▶ **PROBLEM DETAILS**
Pull each line holding the word "post" from the data.

════════

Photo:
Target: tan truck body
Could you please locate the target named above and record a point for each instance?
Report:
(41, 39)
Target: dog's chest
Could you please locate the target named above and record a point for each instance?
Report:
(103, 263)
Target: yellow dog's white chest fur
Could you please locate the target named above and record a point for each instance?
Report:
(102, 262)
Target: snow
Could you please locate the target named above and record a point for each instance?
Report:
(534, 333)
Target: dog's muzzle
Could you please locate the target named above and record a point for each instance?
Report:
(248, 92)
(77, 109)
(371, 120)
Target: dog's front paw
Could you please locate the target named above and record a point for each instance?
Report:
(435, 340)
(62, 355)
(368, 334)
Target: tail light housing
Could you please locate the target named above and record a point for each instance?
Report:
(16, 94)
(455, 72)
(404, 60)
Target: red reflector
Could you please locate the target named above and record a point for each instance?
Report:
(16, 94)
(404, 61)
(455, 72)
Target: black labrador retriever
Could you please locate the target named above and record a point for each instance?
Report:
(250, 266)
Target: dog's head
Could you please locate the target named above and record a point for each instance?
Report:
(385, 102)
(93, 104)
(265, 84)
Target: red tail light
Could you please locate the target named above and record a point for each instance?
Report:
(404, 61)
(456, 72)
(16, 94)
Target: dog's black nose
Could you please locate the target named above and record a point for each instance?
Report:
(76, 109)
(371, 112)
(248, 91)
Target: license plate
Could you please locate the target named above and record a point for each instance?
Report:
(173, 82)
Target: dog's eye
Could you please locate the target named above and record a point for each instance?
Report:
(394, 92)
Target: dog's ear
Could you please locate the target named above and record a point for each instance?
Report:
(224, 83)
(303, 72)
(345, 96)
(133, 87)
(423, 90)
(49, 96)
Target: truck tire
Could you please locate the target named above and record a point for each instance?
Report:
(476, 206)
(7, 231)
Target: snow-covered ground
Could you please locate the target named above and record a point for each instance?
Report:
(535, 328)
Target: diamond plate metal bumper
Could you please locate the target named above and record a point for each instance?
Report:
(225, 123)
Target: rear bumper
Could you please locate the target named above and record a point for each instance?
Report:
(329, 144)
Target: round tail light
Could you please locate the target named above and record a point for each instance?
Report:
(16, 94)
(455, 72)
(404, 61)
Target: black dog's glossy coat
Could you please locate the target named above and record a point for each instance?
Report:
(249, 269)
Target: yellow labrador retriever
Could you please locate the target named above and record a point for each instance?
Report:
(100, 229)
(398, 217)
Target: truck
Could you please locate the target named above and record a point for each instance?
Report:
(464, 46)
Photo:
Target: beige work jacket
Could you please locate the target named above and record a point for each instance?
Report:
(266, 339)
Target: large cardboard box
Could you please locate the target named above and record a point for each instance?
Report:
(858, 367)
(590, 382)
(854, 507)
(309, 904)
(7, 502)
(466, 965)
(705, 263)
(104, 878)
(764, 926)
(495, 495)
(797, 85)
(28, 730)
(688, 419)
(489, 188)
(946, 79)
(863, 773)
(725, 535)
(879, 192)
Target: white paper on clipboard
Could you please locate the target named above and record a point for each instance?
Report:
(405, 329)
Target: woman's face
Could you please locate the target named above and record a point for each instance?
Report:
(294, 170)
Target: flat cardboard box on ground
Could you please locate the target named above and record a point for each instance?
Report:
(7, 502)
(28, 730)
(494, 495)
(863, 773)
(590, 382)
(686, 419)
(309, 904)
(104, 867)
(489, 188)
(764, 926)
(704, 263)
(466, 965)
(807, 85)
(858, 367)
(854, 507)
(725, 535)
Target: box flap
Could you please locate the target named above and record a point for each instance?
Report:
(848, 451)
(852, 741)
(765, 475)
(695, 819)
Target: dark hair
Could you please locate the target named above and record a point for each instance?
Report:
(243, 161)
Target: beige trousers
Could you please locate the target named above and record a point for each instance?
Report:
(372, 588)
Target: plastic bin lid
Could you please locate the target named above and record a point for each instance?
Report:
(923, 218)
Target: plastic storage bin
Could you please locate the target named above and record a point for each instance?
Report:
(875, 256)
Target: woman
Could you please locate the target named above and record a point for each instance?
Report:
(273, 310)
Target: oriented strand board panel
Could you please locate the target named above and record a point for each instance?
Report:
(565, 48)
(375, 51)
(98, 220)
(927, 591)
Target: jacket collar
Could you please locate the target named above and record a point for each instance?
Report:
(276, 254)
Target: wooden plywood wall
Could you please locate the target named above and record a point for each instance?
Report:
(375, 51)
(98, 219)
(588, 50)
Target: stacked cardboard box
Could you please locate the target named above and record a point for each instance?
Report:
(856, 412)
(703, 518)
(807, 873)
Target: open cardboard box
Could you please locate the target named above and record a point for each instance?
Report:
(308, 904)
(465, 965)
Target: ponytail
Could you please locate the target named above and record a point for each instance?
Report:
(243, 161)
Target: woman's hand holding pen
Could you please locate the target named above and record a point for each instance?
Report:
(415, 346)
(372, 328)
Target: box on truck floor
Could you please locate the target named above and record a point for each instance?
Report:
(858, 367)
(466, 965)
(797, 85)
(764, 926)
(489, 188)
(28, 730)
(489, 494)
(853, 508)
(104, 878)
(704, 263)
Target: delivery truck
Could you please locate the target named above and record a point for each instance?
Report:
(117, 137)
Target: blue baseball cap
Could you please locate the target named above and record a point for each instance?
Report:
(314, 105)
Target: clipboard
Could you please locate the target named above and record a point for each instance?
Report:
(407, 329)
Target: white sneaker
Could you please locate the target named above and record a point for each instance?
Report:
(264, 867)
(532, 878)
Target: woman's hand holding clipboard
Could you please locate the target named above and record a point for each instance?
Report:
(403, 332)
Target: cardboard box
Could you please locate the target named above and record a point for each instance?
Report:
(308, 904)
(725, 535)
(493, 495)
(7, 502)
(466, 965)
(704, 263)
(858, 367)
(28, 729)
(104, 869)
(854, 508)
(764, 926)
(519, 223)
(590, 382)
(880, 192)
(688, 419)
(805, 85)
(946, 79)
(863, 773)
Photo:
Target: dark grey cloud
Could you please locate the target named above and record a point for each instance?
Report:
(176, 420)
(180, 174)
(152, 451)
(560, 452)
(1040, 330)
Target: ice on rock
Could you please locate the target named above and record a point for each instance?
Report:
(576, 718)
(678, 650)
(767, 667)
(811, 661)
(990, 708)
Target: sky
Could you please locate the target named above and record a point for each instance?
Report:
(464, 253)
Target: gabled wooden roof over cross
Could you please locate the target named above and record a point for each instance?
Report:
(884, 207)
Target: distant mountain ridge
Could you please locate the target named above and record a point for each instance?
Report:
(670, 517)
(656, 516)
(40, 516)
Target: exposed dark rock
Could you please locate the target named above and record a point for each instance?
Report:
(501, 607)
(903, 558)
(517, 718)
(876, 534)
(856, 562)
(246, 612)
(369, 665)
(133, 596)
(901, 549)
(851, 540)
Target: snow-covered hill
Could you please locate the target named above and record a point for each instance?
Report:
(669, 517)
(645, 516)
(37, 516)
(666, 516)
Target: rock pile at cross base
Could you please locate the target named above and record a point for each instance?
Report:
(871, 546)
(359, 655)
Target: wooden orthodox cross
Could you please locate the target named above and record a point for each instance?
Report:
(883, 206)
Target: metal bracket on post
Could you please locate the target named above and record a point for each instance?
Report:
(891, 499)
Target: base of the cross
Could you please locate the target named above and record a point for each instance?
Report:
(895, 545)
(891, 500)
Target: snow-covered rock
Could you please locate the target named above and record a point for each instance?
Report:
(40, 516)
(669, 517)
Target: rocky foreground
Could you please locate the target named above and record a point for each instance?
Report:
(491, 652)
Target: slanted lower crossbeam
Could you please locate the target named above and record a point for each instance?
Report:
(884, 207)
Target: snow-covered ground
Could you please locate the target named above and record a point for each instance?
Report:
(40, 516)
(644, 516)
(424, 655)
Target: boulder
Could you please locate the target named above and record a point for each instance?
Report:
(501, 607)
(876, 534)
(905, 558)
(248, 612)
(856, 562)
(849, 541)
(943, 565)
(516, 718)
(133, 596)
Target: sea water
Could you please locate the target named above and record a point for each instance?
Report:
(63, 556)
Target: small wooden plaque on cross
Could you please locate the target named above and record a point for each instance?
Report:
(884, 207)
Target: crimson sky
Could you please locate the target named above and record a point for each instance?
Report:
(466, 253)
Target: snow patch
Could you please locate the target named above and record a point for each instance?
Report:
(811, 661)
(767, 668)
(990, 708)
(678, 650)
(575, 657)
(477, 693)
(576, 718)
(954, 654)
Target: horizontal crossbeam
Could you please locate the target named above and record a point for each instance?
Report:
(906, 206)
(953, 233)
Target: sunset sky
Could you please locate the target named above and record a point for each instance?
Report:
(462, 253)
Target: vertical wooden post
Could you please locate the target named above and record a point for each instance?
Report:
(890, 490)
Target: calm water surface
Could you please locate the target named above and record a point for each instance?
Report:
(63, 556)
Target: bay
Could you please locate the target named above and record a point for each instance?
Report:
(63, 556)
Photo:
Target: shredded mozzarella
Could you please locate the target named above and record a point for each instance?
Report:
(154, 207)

════════

▶ **SOLUTION**
Target: metal bracket on post
Target: vertical wooden post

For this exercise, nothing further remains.